<<<<
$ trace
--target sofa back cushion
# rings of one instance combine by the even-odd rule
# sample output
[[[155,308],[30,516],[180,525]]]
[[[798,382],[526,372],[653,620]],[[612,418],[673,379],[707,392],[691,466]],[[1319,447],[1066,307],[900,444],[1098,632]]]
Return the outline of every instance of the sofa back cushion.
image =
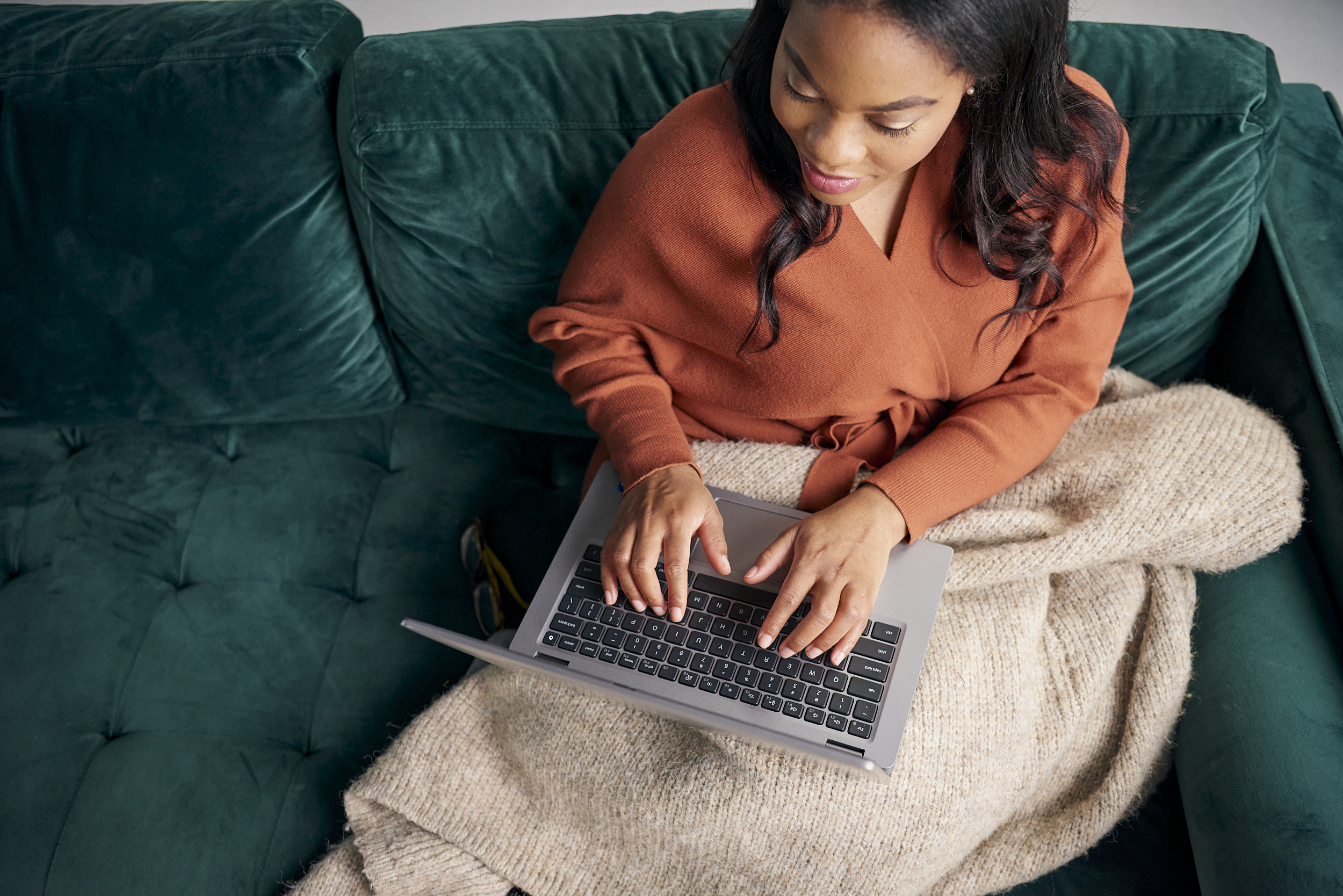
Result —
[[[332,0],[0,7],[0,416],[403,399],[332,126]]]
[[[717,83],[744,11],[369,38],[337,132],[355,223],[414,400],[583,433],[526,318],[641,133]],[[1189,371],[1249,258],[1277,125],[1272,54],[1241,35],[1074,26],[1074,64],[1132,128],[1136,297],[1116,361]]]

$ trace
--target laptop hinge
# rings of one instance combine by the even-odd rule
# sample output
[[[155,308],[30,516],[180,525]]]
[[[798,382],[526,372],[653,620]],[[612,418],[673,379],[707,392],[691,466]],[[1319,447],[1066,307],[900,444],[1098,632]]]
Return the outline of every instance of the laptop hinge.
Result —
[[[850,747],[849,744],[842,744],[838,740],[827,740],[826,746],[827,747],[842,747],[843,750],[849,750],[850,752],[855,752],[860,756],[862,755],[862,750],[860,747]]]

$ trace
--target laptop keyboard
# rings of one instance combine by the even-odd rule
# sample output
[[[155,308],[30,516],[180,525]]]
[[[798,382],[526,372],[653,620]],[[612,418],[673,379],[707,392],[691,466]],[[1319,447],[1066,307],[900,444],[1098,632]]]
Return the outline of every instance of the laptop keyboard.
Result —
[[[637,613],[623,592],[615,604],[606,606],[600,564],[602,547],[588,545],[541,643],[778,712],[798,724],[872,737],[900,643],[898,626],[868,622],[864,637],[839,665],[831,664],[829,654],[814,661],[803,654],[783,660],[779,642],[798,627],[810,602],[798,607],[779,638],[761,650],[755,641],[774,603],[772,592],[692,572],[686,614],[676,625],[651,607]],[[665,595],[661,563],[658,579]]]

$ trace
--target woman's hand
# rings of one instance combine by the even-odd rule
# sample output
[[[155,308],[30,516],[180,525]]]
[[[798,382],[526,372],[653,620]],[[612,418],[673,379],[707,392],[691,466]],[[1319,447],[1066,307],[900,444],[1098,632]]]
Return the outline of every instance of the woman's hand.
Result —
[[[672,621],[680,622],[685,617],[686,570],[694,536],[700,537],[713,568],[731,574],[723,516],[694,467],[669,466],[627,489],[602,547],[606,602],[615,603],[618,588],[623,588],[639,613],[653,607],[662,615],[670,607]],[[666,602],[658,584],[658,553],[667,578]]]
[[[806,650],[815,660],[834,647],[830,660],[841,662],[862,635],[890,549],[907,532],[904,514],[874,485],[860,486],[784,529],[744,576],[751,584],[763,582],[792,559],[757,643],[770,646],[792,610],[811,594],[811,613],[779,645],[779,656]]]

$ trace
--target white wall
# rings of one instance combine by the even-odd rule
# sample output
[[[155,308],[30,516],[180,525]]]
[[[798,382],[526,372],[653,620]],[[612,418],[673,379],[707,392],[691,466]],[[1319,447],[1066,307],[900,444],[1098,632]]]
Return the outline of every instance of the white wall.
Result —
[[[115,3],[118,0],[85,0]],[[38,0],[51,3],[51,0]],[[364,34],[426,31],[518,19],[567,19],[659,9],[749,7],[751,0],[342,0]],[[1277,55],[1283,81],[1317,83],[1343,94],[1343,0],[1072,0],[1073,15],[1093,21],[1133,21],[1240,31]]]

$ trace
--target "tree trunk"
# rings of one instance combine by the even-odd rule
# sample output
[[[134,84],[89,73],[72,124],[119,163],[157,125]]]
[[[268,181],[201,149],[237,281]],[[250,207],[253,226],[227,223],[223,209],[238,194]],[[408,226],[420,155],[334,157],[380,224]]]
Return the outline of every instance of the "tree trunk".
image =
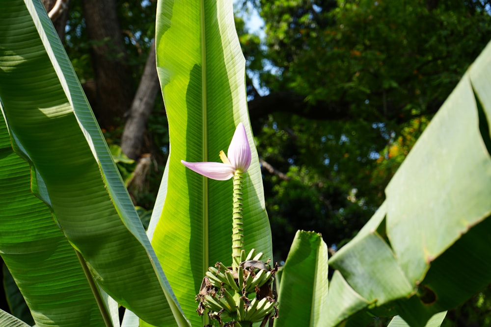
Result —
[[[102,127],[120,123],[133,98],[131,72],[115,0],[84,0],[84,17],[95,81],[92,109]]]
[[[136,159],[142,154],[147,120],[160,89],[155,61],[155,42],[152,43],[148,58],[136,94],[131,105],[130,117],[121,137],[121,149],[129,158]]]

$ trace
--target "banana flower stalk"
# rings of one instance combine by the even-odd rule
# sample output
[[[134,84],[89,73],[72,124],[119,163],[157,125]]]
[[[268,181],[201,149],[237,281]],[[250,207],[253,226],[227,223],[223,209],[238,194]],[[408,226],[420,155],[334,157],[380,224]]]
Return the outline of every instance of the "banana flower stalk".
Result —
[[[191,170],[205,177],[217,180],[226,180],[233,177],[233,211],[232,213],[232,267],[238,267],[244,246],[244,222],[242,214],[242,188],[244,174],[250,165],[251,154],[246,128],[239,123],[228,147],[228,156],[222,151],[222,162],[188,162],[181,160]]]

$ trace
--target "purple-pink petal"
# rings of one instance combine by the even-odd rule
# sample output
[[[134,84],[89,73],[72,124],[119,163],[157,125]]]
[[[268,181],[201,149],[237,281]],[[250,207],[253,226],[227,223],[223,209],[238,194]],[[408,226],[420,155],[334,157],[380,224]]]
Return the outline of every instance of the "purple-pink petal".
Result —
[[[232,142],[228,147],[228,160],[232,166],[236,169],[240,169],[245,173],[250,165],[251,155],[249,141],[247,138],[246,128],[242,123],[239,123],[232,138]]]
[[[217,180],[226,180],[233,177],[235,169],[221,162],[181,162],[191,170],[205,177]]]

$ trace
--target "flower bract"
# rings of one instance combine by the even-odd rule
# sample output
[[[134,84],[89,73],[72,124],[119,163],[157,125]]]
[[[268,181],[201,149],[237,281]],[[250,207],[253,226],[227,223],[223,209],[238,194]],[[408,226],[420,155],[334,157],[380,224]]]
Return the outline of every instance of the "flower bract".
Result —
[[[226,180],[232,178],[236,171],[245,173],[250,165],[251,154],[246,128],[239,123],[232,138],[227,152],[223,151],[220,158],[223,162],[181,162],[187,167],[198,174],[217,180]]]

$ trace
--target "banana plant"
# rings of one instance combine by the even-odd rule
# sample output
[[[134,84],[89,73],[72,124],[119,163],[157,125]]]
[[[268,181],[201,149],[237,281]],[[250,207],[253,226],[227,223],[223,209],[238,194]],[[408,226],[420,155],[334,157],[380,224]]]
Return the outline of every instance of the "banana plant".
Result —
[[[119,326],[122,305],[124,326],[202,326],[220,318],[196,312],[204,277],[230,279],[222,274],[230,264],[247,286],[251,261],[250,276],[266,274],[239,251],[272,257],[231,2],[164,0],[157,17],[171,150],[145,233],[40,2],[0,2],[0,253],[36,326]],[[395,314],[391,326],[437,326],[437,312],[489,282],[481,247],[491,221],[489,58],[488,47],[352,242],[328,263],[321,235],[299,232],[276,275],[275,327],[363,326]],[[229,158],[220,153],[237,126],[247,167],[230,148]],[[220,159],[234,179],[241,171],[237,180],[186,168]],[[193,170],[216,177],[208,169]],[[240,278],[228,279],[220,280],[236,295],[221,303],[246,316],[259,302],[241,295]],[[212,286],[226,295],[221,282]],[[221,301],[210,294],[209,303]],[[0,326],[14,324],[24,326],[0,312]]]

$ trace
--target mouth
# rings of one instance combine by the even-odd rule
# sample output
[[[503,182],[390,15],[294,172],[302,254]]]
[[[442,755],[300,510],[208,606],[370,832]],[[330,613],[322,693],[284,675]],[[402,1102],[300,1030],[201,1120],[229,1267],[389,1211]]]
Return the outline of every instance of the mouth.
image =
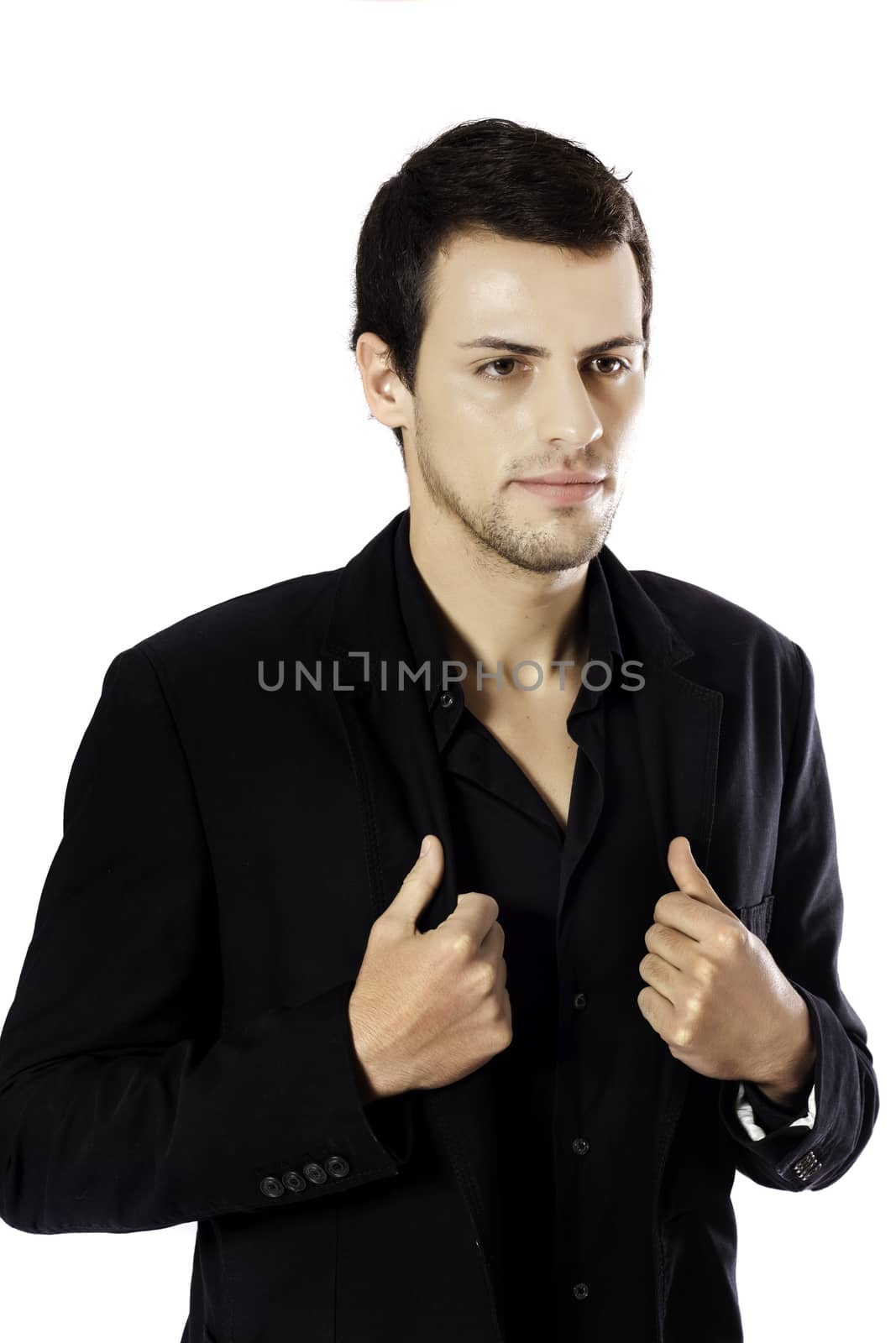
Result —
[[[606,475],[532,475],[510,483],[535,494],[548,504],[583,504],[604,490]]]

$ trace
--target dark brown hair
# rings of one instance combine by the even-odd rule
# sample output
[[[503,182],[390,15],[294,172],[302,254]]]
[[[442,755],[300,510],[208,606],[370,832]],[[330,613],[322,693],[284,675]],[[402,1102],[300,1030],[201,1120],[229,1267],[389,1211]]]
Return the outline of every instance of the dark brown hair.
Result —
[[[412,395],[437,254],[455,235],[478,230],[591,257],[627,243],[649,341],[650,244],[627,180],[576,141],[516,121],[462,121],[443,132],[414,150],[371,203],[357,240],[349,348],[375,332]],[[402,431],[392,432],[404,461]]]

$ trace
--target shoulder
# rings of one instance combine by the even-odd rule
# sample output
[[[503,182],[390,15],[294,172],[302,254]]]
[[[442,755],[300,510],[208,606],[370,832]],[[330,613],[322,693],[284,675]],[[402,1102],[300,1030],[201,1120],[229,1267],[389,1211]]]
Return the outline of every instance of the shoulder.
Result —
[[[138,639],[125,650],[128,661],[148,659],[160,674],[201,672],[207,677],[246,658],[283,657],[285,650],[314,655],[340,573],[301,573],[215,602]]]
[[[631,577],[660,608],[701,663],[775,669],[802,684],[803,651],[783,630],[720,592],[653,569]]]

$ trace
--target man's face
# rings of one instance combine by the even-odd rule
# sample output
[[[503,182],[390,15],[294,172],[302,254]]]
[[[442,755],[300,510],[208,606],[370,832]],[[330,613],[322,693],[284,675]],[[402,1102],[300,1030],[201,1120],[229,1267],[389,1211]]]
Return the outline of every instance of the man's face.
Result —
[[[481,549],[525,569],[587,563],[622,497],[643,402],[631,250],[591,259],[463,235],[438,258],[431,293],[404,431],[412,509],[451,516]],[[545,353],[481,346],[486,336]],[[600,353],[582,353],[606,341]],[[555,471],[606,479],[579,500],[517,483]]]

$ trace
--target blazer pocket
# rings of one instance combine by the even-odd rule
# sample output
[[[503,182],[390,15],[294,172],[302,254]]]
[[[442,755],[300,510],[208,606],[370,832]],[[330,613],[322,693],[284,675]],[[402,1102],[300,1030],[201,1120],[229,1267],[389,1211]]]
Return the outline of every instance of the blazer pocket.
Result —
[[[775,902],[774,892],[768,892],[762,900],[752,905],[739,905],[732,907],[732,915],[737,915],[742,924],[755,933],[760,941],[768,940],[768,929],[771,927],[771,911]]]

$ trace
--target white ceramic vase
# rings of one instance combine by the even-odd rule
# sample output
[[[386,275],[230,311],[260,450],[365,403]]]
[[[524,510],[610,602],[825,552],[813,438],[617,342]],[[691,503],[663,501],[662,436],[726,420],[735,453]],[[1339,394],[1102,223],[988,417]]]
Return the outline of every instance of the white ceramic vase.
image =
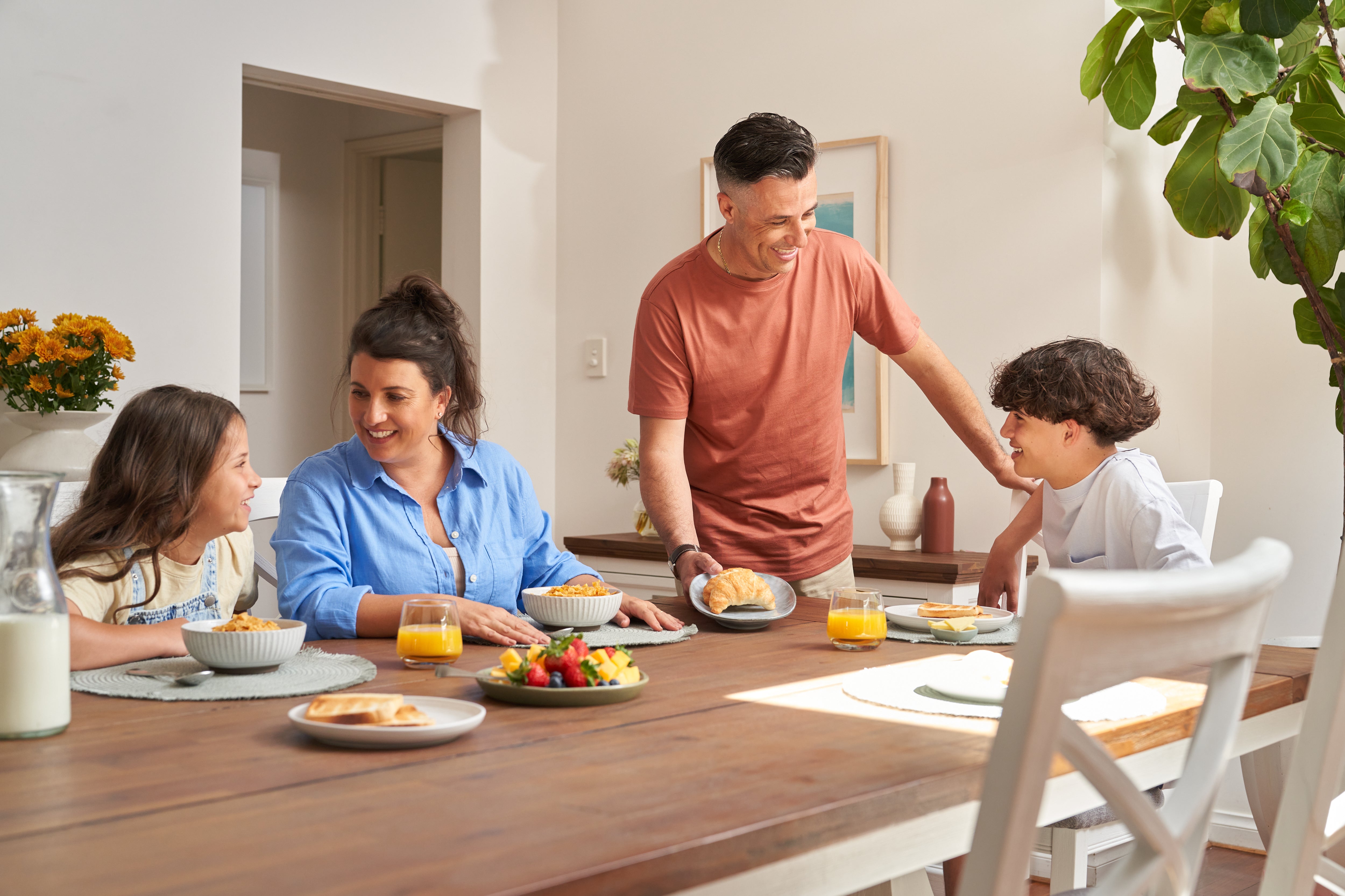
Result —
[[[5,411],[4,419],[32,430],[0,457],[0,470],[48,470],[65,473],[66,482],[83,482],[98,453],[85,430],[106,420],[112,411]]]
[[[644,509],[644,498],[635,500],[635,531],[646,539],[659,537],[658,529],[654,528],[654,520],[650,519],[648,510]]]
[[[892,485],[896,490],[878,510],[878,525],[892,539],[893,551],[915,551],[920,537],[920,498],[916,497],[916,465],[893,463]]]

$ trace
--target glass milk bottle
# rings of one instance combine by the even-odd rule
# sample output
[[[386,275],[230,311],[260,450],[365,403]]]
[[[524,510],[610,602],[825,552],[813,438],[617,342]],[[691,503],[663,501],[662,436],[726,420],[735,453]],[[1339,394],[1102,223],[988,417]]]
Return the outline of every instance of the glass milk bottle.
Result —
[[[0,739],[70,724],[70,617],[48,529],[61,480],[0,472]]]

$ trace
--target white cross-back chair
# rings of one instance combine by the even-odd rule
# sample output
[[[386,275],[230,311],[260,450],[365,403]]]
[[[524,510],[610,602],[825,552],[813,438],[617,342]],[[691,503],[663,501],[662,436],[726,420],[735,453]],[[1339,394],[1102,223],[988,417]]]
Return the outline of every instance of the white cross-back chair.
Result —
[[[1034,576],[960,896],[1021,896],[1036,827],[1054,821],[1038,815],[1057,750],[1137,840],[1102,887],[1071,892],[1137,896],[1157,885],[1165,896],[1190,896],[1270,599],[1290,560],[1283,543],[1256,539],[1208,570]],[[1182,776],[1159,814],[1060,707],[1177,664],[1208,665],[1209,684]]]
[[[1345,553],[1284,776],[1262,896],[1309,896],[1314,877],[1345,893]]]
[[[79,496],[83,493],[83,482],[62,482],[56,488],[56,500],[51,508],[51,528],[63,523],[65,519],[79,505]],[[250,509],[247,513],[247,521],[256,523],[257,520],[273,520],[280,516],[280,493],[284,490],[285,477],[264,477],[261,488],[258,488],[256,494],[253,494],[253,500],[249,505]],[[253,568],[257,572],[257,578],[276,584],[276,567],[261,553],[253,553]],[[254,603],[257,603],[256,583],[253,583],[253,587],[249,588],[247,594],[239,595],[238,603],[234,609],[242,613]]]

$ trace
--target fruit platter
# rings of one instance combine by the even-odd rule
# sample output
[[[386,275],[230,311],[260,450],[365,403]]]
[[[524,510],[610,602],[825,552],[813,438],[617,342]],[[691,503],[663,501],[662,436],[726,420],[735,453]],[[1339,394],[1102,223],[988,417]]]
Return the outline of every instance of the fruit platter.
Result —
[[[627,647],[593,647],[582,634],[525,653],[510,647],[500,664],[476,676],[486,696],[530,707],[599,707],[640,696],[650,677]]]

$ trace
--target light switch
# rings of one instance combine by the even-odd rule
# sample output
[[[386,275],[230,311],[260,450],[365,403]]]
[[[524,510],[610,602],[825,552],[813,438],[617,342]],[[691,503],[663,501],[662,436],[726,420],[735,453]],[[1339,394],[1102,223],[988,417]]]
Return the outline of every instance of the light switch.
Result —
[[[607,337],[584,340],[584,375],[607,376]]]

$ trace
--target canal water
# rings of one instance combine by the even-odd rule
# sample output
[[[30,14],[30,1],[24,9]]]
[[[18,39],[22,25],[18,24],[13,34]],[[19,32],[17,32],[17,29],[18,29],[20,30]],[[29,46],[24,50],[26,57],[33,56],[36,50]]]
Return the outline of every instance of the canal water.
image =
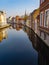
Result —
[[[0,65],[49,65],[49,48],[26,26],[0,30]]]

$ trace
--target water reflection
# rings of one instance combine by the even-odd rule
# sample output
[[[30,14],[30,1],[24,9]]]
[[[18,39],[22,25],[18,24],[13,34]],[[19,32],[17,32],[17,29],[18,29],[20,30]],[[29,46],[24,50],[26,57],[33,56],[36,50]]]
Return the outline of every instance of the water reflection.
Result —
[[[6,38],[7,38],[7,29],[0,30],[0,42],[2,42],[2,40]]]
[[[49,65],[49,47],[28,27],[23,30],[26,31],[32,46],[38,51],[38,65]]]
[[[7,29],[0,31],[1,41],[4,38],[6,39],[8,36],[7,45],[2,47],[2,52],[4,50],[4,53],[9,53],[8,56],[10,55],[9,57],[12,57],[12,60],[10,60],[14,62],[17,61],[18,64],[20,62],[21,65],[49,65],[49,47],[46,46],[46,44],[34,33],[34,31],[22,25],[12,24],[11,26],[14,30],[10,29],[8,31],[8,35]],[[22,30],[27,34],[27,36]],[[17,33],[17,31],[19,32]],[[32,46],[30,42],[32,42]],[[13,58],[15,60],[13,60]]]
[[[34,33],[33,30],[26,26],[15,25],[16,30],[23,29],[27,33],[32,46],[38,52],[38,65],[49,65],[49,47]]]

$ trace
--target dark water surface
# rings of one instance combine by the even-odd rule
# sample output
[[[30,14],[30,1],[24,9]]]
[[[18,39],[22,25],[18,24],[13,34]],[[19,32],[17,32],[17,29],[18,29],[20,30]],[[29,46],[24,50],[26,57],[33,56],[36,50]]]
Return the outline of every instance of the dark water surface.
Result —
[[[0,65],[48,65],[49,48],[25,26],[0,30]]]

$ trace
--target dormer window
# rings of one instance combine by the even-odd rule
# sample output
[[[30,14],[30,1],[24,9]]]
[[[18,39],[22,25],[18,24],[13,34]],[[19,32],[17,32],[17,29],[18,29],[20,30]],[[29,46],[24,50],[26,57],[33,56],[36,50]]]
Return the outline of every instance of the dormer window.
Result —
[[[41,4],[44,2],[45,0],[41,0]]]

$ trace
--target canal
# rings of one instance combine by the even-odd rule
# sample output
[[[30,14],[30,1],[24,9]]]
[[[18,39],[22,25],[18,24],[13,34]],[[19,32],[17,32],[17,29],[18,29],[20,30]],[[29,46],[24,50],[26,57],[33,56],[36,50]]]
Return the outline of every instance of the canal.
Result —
>>>>
• Required work: Extract every line above that contains the string "trunk", matching case exactly.

• The output:
--target "tree trunk"
Return the outline of every instance of the "tree trunk".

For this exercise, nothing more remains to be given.